▸ **Material for the task**
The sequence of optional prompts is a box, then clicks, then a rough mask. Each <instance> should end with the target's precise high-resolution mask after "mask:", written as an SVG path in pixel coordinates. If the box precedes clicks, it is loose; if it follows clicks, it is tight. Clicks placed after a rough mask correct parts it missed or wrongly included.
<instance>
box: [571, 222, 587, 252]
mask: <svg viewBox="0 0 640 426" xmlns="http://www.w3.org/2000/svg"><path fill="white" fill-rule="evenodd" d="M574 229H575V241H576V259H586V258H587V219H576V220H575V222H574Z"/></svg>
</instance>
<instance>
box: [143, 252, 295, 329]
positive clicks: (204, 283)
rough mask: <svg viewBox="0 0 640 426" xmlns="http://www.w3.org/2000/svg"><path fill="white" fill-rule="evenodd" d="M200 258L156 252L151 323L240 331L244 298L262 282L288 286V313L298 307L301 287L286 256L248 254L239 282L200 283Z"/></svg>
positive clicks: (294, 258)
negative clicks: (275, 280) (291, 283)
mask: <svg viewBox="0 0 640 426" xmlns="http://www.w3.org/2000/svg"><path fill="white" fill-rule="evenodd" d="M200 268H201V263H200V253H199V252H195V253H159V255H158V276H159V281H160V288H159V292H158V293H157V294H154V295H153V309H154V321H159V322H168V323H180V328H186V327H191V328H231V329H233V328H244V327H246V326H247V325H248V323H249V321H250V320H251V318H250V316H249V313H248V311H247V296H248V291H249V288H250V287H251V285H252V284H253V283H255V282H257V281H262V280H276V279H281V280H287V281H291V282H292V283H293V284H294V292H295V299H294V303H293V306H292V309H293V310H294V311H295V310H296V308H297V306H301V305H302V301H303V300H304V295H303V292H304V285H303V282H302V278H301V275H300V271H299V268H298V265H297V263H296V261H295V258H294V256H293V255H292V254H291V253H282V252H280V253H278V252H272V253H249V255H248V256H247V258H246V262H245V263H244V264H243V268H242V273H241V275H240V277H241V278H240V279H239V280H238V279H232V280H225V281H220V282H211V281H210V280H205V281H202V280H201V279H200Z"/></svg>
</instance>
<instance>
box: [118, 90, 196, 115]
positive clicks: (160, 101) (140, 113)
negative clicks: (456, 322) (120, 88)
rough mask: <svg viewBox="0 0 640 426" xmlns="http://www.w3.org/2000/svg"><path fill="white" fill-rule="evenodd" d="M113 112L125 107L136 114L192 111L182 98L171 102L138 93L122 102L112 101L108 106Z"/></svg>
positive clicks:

▸ **Brief**
Could you report all lines of the listing that hold "positive"?

▸ **Written response**
positive clicks: (204, 283)
positive clicks: (294, 258)
positive clicks: (160, 101) (140, 113)
positive clicks:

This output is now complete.